**Work instructions:**
1. Reproduce the ED return prediction paper between "doi:10.1093/jamiaopen/ooz019" and "eCollection 2019 Oct.", inclusive, switching "machine learning" to "statistical learning" wherever it occurs.
2. According to the ED return prediction paper, what modeling technique was used to predict 72-hour and 9-day returns?

Predicting 72-hour and 9-day return to the emergency department using machine learning

Woo Suk Hong; Adrian Daniel Haimovich; Richard Andrew Taylor

doi:10.1093/jamiaopen/ooz019

Predicting 72-hour and 9-day return to the emergency department using machine learning

JAMIA Open. 2019 Jul 1;2(3):346-352. doi: 10.1093/jamiaopen/ooz019. eCollection 2019 Oct.

Authors

Woo Suk Hong¹, Adrian Daniel Haimovich², Richard Andrew Taylor²

Affiliations

¹ Yale School of Medicine, New Haven, Connecticut, USA.
² Department of Emergency Medicine, Yale School of Medicine, New Haven, Connecticut, USA.

Abstract

Objectives: To predict 72-h and 9-day emergency department (ED) return by using gradient boosting on an expansive set of clinical variables from the electronic health record.

**Supplied entries:**
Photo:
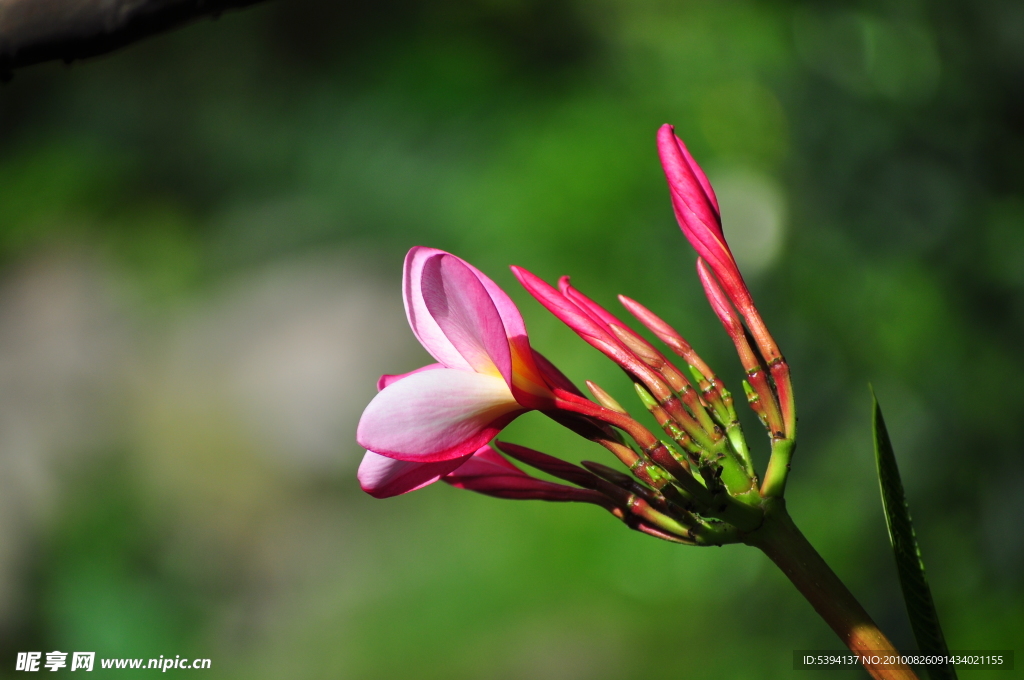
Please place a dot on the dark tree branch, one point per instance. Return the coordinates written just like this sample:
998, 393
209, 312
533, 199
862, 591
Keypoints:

--

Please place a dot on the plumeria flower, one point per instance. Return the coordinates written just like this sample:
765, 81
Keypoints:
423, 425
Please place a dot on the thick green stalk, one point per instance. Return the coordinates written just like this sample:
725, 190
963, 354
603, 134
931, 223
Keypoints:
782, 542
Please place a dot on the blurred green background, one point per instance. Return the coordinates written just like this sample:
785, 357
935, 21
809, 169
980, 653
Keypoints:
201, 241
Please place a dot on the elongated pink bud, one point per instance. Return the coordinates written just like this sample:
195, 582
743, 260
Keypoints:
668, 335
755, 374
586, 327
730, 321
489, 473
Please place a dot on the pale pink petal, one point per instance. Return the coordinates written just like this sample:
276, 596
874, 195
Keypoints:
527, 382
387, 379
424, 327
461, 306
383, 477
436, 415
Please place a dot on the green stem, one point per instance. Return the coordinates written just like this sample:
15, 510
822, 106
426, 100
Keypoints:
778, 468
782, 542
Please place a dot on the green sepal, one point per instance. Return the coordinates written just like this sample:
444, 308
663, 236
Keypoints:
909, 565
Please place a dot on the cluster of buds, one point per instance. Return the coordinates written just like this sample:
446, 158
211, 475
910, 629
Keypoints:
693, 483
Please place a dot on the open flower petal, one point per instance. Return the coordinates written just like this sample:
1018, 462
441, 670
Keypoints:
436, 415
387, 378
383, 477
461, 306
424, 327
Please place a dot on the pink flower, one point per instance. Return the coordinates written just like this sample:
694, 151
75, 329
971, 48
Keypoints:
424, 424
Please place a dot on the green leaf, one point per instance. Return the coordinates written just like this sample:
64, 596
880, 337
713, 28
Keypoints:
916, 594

**Responses:**
1.
doi:10.1093/jamiaopen/ooz019

Predicting 72-hour and 9-day return to the emergency department using statistical learning

JAMIA Open. 2019 Jul 1;2(3):346-352. doi: 10.1093/jamiaopen/ooz019. eCollection 2019 Oct.

2. Gradient boosting on an expansive set of clinical variables from the electronic health record.